## EXERCISE GOAL:
List each line in the data below that contains the string "cave". Case matters, so only matches with the same capitalization count.

## INFORMATION PROVIDED:

^^^^^^^^

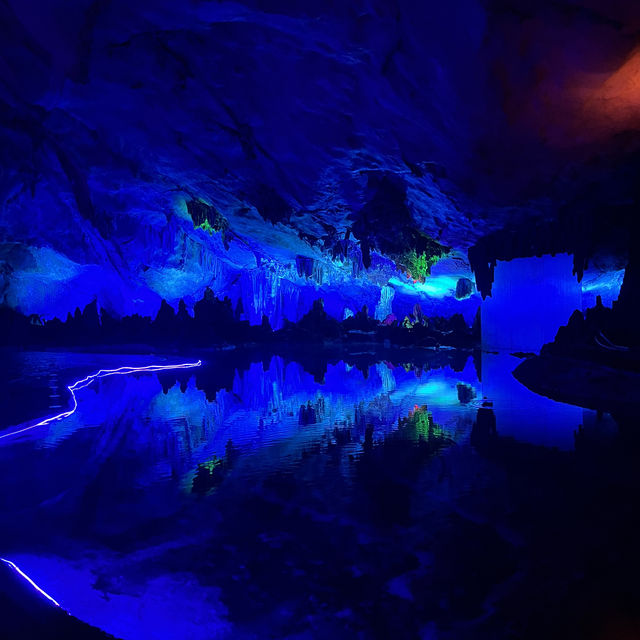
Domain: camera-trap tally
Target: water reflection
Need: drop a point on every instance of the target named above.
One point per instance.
(262, 496)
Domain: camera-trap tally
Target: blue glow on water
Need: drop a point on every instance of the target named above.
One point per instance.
(146, 486)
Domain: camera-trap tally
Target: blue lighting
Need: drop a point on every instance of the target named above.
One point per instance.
(25, 577)
(85, 382)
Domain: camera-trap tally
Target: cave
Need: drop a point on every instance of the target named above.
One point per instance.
(319, 319)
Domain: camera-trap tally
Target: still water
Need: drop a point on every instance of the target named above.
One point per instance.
(255, 497)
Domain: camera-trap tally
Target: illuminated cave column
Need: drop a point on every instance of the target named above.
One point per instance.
(530, 299)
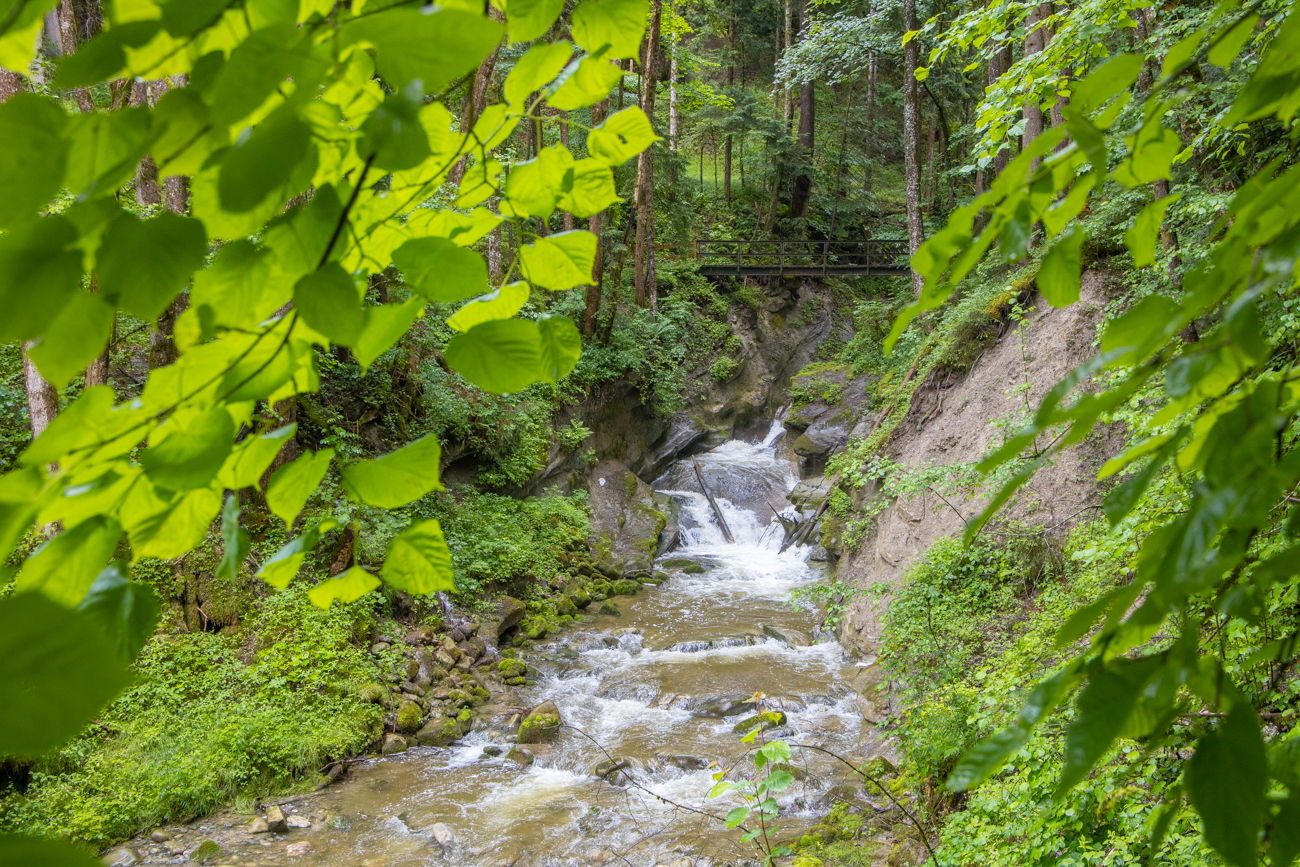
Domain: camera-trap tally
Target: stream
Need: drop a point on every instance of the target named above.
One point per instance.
(658, 689)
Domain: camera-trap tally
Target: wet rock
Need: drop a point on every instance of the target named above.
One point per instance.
(276, 818)
(438, 732)
(541, 725)
(442, 833)
(625, 520)
(121, 857)
(207, 853)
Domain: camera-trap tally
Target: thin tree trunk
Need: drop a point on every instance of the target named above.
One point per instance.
(644, 273)
(910, 135)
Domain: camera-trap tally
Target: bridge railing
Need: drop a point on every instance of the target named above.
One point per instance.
(794, 256)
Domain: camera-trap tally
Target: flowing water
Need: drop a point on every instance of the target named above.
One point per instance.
(659, 688)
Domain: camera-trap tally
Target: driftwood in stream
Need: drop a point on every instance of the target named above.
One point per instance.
(718, 511)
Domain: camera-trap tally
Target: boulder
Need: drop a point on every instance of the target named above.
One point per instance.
(541, 725)
(276, 818)
(625, 520)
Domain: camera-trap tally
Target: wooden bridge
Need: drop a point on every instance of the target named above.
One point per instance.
(732, 258)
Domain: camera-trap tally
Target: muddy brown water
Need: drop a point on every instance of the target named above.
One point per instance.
(646, 688)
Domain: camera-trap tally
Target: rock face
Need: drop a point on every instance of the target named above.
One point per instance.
(541, 725)
(625, 521)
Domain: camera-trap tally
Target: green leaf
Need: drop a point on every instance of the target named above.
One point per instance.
(620, 137)
(235, 542)
(170, 525)
(65, 567)
(251, 458)
(33, 155)
(615, 25)
(538, 65)
(264, 163)
(397, 478)
(42, 852)
(533, 186)
(502, 303)
(128, 611)
(528, 20)
(1104, 707)
(1230, 43)
(284, 564)
(559, 261)
(419, 560)
(290, 485)
(76, 338)
(736, 816)
(189, 449)
(560, 346)
(57, 670)
(1060, 273)
(142, 264)
(384, 325)
(592, 79)
(440, 269)
(329, 300)
(1227, 780)
(434, 48)
(349, 586)
(592, 189)
(984, 759)
(1145, 230)
(39, 272)
(1105, 82)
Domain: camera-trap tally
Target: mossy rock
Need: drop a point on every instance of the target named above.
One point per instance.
(625, 588)
(440, 732)
(410, 716)
(541, 725)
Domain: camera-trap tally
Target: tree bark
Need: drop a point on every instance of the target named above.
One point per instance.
(910, 135)
(644, 271)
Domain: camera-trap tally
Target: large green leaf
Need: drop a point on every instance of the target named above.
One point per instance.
(1060, 274)
(251, 458)
(433, 48)
(142, 264)
(397, 478)
(33, 155)
(349, 586)
(615, 25)
(189, 450)
(559, 261)
(538, 65)
(39, 272)
(76, 338)
(419, 560)
(65, 567)
(620, 137)
(126, 611)
(264, 163)
(290, 485)
(501, 304)
(440, 269)
(329, 300)
(57, 670)
(1227, 780)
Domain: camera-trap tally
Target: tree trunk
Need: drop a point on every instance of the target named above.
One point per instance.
(644, 272)
(910, 135)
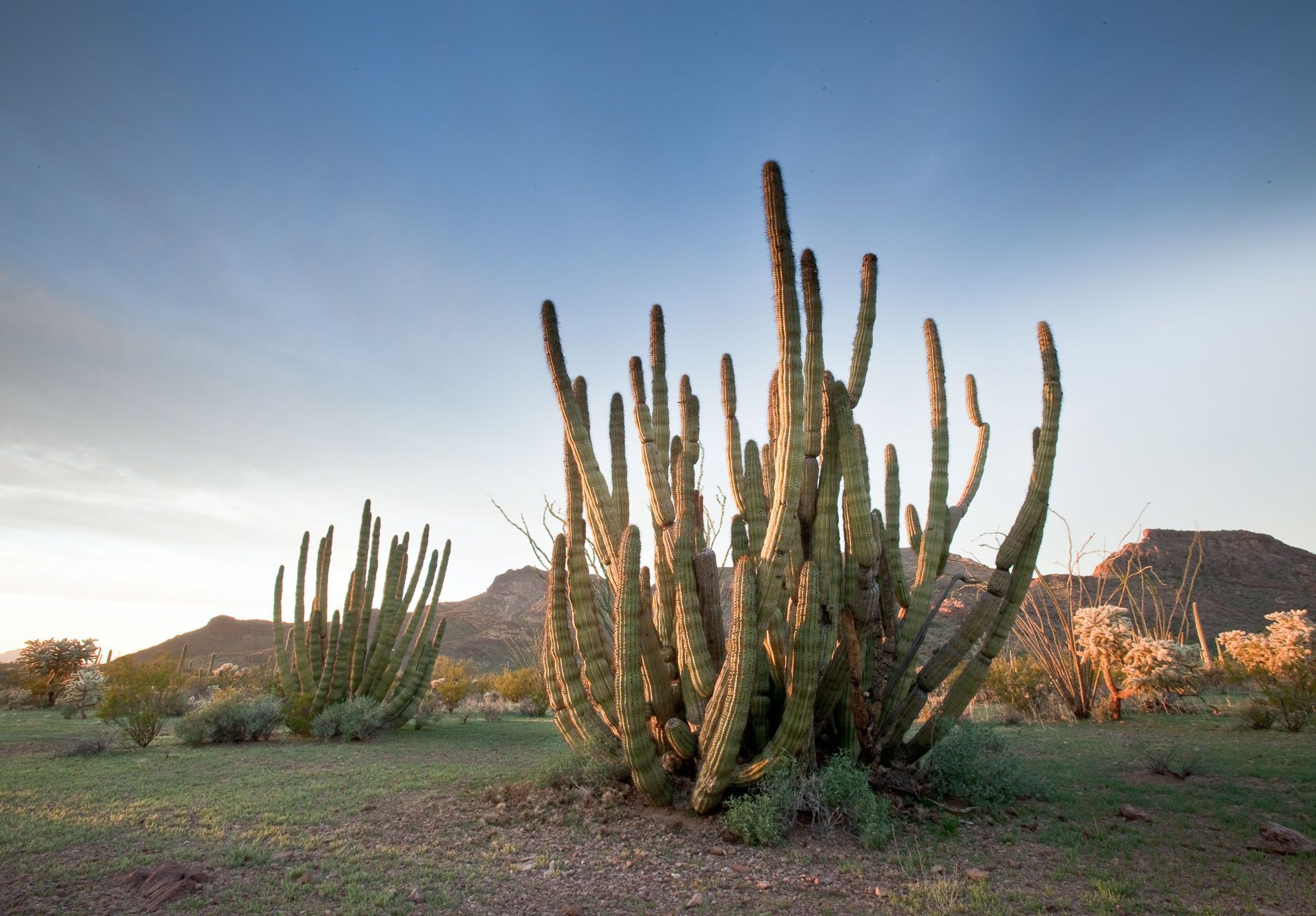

^^^^^^^^

## TASK SOLUTION:
Target: cave
Target: illuminated cave column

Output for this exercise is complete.